**** Records for this task ****

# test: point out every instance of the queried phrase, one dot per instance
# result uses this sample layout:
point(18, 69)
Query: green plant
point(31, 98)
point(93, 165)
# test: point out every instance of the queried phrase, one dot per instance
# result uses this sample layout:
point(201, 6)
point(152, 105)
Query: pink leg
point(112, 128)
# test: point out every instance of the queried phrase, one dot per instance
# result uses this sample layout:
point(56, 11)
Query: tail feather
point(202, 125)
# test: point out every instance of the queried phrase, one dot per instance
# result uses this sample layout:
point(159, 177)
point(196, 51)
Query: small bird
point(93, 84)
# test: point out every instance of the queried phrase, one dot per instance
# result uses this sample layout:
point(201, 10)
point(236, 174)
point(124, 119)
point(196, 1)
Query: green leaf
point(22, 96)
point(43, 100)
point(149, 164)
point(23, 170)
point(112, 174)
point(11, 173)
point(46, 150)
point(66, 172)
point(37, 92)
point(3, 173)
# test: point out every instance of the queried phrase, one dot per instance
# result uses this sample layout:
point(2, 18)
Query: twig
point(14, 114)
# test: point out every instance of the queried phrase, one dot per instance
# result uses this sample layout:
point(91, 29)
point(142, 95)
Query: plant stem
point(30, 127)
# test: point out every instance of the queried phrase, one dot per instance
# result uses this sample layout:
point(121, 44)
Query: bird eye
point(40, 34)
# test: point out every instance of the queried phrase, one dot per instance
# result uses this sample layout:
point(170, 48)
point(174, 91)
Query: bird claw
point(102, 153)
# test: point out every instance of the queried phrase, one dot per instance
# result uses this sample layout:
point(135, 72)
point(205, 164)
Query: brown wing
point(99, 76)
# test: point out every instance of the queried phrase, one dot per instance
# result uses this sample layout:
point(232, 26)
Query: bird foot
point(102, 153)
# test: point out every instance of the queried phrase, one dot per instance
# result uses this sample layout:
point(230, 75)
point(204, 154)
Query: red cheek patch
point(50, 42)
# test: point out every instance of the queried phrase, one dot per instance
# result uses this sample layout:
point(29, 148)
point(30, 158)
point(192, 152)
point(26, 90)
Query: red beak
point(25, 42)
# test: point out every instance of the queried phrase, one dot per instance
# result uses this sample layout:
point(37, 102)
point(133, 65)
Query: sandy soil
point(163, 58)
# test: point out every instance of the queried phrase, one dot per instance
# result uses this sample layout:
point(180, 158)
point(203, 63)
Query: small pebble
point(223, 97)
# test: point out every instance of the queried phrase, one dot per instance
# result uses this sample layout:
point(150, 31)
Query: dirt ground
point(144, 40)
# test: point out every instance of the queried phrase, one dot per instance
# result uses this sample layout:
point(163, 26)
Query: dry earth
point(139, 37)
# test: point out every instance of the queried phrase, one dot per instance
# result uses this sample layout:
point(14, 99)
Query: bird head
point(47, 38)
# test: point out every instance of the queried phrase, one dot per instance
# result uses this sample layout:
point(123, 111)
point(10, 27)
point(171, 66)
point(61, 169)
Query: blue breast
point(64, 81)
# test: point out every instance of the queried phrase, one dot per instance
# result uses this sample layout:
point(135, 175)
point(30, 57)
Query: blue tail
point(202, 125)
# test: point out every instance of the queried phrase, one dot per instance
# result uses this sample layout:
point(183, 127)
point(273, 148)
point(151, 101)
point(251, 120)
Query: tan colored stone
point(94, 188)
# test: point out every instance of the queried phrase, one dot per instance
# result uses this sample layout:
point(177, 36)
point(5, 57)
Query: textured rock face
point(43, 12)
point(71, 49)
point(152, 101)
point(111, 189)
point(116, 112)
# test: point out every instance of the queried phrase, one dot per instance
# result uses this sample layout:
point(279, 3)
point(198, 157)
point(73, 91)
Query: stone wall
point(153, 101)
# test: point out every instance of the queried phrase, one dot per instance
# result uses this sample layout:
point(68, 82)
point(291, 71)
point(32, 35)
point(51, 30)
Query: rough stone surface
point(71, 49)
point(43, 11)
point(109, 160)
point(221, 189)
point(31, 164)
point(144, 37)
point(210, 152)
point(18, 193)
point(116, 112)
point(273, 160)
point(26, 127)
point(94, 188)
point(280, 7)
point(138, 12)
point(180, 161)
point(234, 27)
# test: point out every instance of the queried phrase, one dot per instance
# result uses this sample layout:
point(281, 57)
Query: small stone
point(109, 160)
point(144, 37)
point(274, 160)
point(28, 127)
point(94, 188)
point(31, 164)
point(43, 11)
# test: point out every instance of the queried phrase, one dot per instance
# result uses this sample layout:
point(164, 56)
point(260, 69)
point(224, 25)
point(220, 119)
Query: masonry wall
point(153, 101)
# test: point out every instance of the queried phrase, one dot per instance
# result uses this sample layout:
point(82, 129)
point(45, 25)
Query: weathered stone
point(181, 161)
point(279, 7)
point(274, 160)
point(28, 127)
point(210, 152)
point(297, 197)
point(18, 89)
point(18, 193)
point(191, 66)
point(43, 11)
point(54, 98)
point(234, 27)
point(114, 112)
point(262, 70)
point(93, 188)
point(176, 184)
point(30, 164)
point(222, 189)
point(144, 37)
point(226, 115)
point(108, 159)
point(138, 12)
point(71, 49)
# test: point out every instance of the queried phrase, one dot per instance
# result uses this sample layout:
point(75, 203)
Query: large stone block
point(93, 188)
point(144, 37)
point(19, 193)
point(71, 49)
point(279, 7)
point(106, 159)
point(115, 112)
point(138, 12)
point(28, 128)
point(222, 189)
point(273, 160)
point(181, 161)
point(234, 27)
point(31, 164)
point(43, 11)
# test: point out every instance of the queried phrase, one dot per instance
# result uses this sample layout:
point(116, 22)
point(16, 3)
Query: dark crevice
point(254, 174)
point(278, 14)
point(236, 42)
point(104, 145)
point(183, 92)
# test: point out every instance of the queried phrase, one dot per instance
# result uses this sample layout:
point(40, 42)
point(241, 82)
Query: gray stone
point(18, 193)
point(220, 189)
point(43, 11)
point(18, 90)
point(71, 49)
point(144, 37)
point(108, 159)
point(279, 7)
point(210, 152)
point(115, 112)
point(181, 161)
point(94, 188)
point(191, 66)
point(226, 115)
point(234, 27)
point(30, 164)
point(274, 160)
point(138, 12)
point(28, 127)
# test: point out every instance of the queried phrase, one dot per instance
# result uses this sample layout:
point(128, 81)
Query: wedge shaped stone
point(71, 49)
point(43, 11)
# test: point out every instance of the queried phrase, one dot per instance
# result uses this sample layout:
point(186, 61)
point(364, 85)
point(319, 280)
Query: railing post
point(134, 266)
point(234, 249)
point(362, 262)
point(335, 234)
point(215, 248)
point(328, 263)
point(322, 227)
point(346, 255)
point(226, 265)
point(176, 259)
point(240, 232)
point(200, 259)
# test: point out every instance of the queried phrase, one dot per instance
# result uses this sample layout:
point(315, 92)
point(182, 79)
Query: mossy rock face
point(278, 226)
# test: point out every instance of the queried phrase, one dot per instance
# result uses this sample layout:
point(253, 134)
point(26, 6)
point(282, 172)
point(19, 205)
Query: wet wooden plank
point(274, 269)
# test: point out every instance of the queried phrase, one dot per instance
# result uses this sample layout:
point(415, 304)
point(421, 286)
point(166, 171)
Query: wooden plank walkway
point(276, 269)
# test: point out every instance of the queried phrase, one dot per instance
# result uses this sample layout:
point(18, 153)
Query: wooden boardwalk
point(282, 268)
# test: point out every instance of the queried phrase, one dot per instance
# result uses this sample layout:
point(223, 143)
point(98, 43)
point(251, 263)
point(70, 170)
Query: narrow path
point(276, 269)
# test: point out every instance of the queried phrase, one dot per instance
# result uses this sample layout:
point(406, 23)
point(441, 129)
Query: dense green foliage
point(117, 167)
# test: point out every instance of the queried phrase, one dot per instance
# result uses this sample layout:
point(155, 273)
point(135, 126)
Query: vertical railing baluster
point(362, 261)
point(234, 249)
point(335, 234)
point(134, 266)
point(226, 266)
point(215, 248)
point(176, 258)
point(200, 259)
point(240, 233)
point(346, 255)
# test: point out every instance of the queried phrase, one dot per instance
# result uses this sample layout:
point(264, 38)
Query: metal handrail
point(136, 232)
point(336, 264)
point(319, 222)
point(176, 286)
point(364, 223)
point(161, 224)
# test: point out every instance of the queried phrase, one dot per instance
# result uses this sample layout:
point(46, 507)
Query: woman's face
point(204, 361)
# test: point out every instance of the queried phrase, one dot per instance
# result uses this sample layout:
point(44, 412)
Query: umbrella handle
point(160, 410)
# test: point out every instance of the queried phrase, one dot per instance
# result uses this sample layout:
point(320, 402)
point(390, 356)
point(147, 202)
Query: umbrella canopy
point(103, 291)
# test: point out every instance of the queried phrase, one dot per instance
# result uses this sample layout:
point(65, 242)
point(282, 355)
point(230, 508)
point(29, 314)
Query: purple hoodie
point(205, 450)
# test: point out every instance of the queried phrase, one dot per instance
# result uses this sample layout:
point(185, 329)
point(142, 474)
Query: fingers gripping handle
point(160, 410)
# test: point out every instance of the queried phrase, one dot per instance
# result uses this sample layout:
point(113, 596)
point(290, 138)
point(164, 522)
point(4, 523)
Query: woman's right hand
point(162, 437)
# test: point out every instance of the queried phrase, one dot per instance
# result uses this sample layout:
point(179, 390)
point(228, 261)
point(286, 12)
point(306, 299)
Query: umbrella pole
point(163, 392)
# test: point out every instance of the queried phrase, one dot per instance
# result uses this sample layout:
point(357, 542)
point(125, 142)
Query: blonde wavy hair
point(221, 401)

****

Short problem:
Rewrite the lines from the start of the records through the line with "point(14, 114)", switching "sample layout" to "example format" and leaving everything else as it is.

Solved exercise:
# test: point out every instance of the queried phrase, one dot per instance
# result uses this example format:
point(18, 69)
Query: green plant
point(31, 98)
point(93, 165)
# test: point out every instance of the queried phrase, one dot per instance
# result uses this example format:
point(201, 6)
point(152, 105)
Query: pink leg
point(112, 128)
# test: point out every instance of the queried phrase, one dot per instance
# result uses this example format:
point(56, 11)
Query: tail feather
point(202, 125)
# test: point out every instance of the queried phrase, one dot per instance
# result uses this example format:
point(159, 177)
point(196, 51)
Query: small bird
point(93, 84)
# test: point out every instance of the queried phrase, one dot per instance
# result uses this example format:
point(201, 10)
point(236, 174)
point(124, 119)
point(196, 1)
Query: green leaf
point(22, 96)
point(43, 100)
point(149, 164)
point(23, 170)
point(112, 174)
point(11, 173)
point(46, 150)
point(66, 172)
point(37, 92)
point(3, 173)
# test: point out every instance of the queried phrase, one dot per instance
# result uses this example format:
point(2, 18)
Query: twig
point(14, 114)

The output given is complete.